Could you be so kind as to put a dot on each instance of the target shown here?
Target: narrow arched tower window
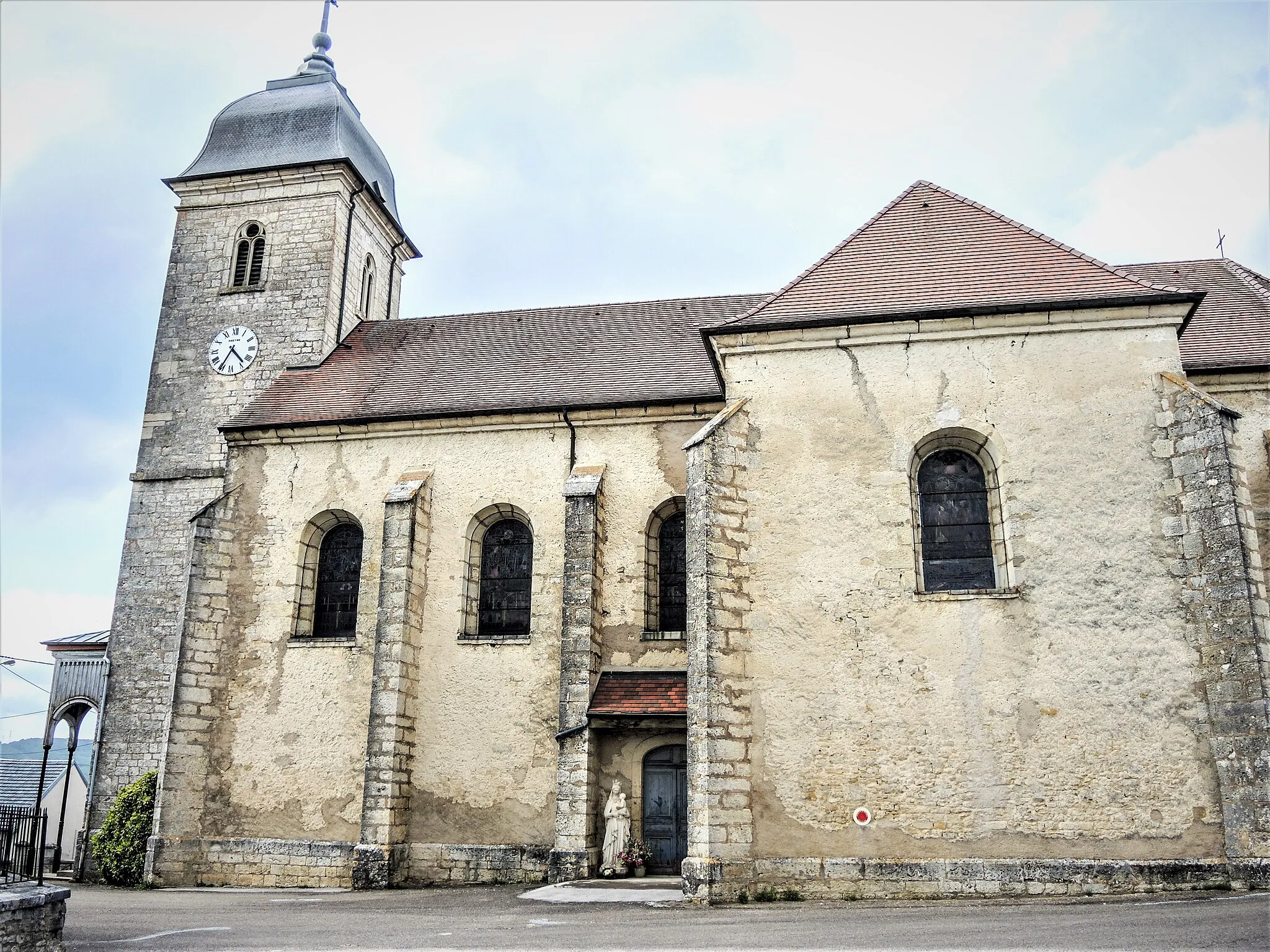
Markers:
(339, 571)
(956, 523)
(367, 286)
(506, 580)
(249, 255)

________________

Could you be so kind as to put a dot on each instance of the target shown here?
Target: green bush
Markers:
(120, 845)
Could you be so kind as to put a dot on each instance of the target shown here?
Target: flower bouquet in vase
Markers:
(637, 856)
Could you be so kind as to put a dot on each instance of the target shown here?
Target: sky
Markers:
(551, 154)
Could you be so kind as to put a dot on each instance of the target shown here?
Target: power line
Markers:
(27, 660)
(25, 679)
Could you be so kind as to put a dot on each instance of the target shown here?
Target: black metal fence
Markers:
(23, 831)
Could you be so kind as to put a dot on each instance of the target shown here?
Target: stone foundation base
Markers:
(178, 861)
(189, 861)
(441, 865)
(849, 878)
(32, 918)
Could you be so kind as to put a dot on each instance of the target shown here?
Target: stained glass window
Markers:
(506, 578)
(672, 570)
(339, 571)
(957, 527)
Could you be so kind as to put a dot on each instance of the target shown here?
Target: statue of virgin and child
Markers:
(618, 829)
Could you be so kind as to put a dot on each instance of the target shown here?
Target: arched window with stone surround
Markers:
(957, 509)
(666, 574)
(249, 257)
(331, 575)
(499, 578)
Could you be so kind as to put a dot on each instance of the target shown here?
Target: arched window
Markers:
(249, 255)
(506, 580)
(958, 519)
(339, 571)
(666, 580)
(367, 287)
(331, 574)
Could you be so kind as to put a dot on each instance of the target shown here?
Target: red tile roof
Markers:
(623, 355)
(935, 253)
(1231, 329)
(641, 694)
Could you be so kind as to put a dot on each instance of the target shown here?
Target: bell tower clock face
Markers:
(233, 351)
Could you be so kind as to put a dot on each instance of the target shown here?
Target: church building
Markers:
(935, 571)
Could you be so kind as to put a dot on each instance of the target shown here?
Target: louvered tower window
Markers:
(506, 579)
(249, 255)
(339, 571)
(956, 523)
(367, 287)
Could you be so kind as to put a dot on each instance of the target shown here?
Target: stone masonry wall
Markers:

________________

• [Work to be completed] Pull out every line above that contains the word "window", counting only matches with the same uppercase and lowercase letters.

• [Solution to this task]
Target: narrow arched tower window
Target: stained glass window
Target: arched window with stone surround
Target: arched window
Target: louvered tower window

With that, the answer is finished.